*TEXTO DE LECTURA*
- - -

Esta es la conclusión de la crónica que escribí sobre una niña peculiar, coleccionista de experiencias, historias, escenas y personas.
VI – El nuevo
mundo
Daniela expresa en su obsesión el temor más fatal del hombre, el de perecer. Cada vídeo
que graba, cada ocasión que documenta a través de un lente, es una
protesta definitiva ante aquello que es irreversible: morir. Por eso es fácil
creer que dentro de los artificios de los que ella se vale para escenificar sus
fantasías y deseos ocultos, en realidad su misión trasciende en cuanto su
búsqueda del placer perdura y se extiende por fuera del acto sexual. Si ritual
tiene características sagradas, aunque totalmente subjetivas, haciendo de sus
pequeñas hazañas momentos de sacrificio personal para obtener permanencia a
través del tiempo.
Sin darse
cuenta, ella se mueve en una ambivalencia entre lo público y lo privado,
generando un mecanismo simbiótico en el que su cámara hace pública una práctica
privada, para luego hacer parte de una colección invisible que jamás será
develada a nadie. Esto deviene en un comportamiento que circunscribe el
voyerismo, el exhibicionismo que se suman en un propósito narcisista, con claros
delirios de grandeza poética. Cuando ella dice que el tiempo es dios, y que al
pasar a video su vida está en control sobre el tiempo, transgrede ante una
sociedad, límites de lo correcto, lo ético y lo moral en pos de su
egocentrismo.

- - -

*INSTRUCCIONES*
Di si cada afirmación (1., 2., 3.) concuerda con la crónica sobre Daniela. Contesta sí o no y cita las palabras exactas de la crónica que lo deciden. 1. Daniela registra con una cámara prácticas de su vida privada. 2. Daniela enseña su colección a otras personas. 3. Daniela afirma que el tiempo es dios. Las líneas no hacen falta para resolver la tarea.

*DATOS*
- - -

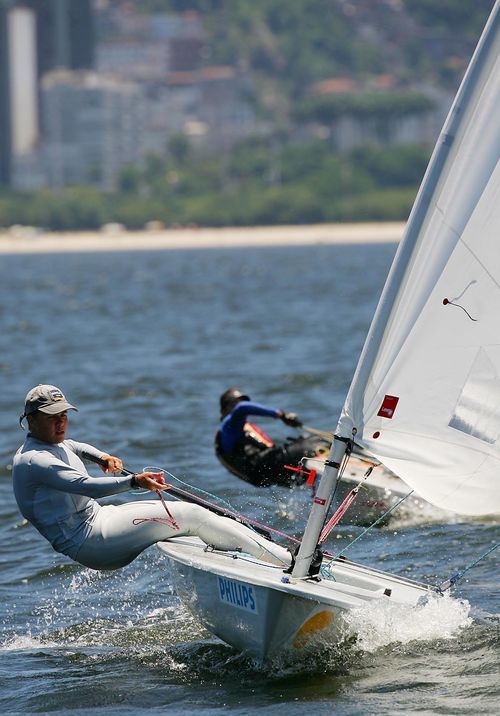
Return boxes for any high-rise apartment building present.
[0,0,94,186]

- - -

*RESPUESTA*
1. Sí: «su cámara hace pública una práctica privada».
2. No: «una colección invisible que jamás será develada a nadie».
3. Sí: «Cuando ella dice que el tiempo es dios».